PROBLEM REQUIREMENTS: All lines from the one including "of the blurred" to the bottom of the entries below should be repeated exactly, both ends kept.

(Dataset items)
-=-=-

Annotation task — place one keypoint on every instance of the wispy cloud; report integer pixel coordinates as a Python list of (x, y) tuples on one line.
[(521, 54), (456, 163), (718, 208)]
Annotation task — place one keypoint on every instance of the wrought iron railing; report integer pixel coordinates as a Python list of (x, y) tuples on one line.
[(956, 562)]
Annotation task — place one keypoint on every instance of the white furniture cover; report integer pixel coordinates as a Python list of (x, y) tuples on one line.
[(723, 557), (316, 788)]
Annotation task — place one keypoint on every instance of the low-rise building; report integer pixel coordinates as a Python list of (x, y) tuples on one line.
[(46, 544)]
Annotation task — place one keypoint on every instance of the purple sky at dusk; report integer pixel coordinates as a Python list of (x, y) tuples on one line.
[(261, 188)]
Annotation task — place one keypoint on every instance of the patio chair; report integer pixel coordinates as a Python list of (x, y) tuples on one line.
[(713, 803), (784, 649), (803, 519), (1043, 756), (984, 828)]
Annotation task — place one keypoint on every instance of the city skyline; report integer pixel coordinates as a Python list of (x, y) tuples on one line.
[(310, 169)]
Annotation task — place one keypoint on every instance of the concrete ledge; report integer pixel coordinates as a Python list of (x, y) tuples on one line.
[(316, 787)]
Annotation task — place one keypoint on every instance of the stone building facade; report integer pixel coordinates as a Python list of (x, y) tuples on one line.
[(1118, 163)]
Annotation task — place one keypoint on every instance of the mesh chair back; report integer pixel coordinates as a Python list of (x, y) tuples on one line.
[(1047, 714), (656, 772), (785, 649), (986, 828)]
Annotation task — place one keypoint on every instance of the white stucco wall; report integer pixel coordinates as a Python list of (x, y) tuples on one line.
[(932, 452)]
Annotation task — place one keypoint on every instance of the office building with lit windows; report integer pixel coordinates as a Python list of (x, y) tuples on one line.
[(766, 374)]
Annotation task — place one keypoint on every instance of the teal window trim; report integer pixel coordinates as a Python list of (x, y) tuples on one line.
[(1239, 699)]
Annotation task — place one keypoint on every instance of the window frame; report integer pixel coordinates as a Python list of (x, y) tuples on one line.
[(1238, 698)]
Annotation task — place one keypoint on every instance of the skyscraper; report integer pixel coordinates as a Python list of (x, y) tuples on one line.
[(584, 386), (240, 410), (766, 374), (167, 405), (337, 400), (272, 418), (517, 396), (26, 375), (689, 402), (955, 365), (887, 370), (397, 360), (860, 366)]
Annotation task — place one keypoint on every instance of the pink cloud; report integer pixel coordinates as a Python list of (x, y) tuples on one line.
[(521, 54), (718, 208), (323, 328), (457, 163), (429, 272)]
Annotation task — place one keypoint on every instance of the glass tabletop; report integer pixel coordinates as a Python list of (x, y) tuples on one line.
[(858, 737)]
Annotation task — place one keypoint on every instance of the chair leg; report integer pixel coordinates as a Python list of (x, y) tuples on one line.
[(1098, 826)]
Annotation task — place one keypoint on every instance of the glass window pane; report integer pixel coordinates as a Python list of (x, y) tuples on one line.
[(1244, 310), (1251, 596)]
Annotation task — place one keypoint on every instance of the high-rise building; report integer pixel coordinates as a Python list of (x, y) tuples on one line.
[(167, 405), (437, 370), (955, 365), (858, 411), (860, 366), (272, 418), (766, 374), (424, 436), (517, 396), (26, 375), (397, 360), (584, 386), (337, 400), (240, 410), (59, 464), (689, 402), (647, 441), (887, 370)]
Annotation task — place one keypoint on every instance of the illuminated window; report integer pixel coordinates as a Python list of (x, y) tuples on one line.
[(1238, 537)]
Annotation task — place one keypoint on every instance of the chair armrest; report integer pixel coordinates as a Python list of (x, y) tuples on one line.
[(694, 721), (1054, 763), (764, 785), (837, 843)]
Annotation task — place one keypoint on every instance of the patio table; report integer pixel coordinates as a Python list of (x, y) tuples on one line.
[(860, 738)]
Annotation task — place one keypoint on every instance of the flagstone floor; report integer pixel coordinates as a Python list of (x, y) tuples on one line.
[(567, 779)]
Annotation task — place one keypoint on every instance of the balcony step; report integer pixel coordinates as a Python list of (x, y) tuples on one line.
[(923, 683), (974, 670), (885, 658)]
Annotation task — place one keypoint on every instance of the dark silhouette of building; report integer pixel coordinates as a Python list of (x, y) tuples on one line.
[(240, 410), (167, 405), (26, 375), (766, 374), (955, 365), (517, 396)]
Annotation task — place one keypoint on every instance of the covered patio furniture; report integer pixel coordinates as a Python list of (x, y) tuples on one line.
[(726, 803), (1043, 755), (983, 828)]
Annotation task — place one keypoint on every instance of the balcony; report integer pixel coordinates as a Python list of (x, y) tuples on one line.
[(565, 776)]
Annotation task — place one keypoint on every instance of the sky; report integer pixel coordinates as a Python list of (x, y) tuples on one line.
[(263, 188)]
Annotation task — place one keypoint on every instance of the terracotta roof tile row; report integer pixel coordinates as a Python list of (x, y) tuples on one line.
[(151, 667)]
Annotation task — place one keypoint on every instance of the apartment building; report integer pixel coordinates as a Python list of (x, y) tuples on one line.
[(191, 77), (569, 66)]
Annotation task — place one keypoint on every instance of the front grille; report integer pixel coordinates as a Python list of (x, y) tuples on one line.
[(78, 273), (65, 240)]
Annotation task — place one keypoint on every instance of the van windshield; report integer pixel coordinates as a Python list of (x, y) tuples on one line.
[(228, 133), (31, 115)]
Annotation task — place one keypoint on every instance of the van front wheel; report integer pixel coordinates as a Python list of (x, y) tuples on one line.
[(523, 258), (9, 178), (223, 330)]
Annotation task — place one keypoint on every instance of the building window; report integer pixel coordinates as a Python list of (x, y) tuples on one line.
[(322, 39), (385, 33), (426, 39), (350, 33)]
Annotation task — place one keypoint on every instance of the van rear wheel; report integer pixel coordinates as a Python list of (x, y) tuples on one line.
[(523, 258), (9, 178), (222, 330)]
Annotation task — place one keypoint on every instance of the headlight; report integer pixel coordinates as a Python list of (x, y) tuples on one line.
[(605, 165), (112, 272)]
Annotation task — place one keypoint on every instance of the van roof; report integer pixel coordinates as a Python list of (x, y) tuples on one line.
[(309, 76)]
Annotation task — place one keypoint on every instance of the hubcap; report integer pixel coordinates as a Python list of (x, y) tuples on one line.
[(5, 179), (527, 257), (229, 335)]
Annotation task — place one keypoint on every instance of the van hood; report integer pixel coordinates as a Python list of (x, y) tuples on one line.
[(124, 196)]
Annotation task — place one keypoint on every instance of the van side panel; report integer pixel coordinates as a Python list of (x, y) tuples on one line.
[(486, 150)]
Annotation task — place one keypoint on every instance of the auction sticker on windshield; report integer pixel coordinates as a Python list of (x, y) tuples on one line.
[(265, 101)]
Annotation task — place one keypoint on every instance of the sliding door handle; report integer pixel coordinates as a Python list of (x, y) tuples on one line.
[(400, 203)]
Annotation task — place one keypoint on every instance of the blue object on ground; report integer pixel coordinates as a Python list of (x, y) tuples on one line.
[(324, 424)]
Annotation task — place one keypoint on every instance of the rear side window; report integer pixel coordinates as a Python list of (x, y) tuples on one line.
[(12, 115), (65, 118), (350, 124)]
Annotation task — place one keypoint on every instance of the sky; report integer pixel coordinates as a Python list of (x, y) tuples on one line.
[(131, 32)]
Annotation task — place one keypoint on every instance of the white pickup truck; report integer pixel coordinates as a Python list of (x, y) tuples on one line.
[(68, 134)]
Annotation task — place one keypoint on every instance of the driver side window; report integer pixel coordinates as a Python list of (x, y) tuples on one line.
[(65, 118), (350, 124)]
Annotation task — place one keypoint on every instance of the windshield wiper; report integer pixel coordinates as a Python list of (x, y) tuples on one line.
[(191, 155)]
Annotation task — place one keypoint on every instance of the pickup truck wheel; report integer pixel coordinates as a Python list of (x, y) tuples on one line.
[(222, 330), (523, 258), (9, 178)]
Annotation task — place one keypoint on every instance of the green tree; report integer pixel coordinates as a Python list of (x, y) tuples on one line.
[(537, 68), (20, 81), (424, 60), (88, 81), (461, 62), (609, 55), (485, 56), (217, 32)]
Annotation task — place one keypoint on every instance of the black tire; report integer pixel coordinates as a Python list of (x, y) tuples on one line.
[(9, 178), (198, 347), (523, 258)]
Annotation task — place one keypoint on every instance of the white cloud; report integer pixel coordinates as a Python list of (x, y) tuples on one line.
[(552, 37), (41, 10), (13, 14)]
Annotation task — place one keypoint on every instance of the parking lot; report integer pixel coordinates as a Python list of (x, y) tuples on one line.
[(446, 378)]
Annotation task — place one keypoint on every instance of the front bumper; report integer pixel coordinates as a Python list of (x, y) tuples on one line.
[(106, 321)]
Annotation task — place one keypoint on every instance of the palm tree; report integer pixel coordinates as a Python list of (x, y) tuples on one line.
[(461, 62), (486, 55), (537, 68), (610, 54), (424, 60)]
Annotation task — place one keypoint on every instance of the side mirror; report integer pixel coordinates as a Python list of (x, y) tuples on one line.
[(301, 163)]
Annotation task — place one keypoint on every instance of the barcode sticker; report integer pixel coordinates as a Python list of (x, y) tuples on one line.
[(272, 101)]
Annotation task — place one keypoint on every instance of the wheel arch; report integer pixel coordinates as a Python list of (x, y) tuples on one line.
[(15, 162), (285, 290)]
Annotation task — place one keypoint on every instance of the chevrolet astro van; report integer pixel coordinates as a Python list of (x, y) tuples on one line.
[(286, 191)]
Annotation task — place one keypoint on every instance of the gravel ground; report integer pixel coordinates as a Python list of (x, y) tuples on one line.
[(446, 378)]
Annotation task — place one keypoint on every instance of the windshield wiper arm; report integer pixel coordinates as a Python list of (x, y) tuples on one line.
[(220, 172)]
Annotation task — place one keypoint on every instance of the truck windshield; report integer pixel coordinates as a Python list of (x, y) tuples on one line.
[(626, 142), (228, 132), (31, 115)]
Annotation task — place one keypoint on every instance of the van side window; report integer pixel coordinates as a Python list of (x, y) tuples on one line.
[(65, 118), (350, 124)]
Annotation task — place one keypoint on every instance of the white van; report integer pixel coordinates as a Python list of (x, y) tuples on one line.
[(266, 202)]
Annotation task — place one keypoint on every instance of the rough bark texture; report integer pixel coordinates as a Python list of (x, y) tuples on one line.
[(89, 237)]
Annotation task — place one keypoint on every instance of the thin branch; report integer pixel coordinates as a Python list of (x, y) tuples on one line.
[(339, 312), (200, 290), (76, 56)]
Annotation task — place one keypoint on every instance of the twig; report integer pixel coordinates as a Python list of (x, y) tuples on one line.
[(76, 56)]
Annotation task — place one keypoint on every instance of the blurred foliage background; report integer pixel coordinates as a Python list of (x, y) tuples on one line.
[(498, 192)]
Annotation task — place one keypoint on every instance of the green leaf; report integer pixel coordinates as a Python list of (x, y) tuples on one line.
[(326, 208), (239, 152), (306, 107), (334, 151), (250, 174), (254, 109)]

-=-=-

RESULT OF THIS EXERCISE:
Annotation task — place one keypoint on every instance of the blurred foliage background; report integer pixel coordinates as a Python list of (x, y) tuples on one line.
[(498, 192)]
Annotation task — place one keypoint on every instance of the green leaf; report integer pixel coordinates as a Python list of (x, y) tuples on one line.
[(326, 208), (239, 152), (306, 107), (334, 151), (250, 174), (254, 109)]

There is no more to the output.